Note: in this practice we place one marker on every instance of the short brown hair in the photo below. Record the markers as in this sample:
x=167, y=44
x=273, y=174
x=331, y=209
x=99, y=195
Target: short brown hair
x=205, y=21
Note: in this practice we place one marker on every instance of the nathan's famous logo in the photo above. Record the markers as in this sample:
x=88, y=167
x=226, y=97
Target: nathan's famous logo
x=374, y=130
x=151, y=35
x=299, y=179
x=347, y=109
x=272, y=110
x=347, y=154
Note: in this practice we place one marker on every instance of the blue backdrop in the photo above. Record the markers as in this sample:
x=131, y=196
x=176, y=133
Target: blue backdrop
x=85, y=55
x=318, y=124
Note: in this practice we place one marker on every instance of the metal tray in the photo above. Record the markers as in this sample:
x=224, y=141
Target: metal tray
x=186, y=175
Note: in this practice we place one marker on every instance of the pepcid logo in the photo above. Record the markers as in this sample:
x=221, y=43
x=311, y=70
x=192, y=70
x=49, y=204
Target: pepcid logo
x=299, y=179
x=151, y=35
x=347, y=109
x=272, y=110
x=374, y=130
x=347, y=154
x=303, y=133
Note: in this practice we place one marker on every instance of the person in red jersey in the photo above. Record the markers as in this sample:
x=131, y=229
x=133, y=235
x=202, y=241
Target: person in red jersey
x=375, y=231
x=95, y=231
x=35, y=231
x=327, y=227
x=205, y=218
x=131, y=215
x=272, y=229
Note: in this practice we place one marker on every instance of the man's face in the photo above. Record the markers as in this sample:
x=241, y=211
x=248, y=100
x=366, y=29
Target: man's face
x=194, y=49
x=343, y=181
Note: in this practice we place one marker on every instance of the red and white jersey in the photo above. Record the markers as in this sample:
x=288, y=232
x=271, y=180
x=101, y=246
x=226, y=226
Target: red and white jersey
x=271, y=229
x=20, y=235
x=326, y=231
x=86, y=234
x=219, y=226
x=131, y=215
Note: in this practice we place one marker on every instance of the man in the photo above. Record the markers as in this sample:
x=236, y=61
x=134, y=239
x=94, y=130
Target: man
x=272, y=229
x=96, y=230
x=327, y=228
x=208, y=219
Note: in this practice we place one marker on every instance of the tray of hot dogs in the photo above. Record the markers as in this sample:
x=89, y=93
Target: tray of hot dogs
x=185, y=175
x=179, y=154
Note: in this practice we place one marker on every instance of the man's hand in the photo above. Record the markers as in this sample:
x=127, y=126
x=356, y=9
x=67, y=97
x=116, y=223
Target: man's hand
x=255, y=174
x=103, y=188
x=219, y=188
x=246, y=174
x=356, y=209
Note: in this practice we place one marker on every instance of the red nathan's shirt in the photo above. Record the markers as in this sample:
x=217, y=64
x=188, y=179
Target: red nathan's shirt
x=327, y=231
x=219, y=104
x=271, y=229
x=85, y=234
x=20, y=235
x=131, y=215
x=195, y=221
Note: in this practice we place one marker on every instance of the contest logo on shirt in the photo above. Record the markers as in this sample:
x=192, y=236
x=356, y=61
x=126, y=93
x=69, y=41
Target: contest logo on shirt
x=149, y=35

--

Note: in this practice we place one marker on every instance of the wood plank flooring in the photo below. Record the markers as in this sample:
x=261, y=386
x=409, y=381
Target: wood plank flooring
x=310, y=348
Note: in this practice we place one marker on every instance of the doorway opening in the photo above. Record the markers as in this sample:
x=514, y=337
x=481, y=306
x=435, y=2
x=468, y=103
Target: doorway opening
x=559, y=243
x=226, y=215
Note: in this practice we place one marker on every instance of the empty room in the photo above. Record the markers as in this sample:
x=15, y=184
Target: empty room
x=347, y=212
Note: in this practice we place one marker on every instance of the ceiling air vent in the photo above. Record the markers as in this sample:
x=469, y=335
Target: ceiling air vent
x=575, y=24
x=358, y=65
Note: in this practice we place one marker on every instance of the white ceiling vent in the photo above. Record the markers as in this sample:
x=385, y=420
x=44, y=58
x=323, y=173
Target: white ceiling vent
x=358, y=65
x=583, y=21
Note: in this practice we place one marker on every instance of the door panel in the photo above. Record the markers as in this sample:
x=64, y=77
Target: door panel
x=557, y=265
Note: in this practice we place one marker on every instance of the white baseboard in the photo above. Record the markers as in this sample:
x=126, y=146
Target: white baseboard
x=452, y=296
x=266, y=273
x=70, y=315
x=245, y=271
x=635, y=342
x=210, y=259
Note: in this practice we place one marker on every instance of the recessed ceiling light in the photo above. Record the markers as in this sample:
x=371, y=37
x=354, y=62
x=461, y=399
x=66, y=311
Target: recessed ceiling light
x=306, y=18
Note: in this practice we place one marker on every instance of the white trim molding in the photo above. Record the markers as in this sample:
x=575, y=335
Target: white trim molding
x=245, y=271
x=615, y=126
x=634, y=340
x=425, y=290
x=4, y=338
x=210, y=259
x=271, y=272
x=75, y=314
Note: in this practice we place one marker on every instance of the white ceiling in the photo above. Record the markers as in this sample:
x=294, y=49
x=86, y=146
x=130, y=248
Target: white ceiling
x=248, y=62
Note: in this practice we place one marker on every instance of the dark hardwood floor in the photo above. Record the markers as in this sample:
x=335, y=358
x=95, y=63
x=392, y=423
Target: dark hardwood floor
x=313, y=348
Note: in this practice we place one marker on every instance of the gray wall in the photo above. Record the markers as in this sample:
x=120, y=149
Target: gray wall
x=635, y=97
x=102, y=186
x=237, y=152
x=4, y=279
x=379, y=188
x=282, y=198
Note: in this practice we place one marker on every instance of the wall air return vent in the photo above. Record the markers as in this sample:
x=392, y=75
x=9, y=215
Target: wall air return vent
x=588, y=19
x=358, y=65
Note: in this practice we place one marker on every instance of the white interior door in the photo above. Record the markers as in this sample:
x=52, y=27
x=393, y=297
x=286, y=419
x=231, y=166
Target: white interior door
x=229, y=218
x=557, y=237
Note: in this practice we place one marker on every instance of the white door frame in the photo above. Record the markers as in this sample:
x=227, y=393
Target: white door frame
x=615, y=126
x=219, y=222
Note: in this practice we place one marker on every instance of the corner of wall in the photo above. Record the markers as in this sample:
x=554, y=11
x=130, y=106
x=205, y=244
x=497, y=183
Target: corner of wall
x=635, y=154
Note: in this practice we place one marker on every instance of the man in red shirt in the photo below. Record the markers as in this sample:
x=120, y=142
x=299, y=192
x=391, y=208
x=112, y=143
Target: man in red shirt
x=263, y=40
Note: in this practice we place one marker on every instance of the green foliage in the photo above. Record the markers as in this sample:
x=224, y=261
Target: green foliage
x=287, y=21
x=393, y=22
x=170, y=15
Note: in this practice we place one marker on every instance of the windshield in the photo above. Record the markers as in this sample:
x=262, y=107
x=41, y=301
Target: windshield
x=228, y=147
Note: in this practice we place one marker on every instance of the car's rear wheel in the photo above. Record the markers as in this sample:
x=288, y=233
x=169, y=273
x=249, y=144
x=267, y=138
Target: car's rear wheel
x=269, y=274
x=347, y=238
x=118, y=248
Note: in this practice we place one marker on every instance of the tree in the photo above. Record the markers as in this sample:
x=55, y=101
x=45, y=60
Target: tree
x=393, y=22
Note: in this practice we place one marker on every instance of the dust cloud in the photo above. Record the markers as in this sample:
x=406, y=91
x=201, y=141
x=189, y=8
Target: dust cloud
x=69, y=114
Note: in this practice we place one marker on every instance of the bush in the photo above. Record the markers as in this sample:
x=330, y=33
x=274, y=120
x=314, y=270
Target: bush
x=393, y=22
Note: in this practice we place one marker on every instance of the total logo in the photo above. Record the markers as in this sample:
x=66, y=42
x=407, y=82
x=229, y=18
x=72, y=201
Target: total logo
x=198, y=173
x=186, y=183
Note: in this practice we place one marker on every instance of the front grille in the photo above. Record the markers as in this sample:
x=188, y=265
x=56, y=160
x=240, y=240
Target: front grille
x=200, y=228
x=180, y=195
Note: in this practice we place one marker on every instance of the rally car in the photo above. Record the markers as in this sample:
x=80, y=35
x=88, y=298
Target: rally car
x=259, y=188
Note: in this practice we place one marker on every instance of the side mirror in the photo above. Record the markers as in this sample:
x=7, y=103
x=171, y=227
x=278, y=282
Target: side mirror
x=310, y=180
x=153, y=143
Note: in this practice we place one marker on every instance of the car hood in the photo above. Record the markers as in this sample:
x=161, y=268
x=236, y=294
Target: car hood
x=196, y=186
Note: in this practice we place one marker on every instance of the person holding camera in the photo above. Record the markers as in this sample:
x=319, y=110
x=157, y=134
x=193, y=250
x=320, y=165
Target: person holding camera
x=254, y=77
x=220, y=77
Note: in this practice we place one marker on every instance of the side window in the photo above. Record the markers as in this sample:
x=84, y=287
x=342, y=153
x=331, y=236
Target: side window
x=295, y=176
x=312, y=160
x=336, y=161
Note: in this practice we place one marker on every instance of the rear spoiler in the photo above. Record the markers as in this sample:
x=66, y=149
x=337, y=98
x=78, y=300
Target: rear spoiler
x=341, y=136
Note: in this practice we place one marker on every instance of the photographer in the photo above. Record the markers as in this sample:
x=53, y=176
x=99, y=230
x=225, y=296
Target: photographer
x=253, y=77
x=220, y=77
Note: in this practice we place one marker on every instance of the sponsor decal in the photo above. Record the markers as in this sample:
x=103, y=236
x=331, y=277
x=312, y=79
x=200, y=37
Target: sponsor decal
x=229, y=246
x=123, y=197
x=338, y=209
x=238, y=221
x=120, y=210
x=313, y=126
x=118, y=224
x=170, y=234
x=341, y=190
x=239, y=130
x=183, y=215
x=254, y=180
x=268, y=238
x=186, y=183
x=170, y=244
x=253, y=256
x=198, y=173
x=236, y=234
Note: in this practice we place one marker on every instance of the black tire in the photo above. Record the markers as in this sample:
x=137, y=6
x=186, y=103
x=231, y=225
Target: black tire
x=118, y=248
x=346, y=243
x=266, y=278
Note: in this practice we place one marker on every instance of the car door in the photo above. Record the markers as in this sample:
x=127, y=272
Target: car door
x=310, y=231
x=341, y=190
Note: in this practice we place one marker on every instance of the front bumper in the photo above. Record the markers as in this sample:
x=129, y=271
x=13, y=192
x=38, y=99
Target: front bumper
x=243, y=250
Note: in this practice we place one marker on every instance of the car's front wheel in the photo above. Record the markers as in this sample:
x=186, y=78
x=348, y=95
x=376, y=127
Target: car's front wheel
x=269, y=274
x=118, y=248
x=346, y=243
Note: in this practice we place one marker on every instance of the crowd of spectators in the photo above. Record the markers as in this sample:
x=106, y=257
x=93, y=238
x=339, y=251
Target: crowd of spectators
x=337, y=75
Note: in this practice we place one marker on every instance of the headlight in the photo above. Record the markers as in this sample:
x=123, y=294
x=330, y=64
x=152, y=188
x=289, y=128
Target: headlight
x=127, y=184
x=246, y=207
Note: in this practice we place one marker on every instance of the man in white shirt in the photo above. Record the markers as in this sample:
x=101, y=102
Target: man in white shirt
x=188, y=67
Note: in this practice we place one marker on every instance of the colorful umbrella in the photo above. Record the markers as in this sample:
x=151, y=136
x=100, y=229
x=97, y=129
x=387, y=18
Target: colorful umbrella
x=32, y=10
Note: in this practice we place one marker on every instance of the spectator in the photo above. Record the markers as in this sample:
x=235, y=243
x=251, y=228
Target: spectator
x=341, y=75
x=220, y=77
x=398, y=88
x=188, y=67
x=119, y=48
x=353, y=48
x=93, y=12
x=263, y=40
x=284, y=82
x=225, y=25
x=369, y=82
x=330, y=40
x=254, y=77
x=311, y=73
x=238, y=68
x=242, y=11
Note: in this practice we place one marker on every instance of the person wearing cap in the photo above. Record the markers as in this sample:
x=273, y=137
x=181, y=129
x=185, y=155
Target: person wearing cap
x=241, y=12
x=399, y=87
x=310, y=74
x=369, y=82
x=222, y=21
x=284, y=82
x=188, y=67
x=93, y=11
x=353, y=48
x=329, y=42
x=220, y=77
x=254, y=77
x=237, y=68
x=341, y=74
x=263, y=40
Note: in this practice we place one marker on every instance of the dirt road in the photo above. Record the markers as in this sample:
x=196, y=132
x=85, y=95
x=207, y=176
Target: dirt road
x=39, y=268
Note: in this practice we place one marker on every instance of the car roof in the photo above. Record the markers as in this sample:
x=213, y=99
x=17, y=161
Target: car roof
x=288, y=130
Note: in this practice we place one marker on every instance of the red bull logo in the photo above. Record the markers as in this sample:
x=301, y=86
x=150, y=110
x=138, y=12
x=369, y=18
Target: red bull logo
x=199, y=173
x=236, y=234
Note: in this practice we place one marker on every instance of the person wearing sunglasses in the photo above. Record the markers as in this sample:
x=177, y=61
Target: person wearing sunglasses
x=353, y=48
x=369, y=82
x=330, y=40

--

### WHAT NEEDS TO BE DONE
Write down, word for word, the lines above from the one containing "x=366, y=29" through the one containing "x=236, y=61", both ends included.

### TASK OUTPUT
x=366, y=29
Target: man's face
x=194, y=49
x=343, y=181
Note: in this practice we place one marker on every instance of the red and white jersey in the photo above. Record the markers as in this sample:
x=288, y=232
x=271, y=180
x=101, y=246
x=226, y=226
Target: red and white jersey
x=271, y=229
x=20, y=235
x=326, y=231
x=86, y=234
x=219, y=226
x=131, y=215
Note: in this practice we place one marker on every instance of the man in the photo above. Record the markers as in this sample:
x=236, y=61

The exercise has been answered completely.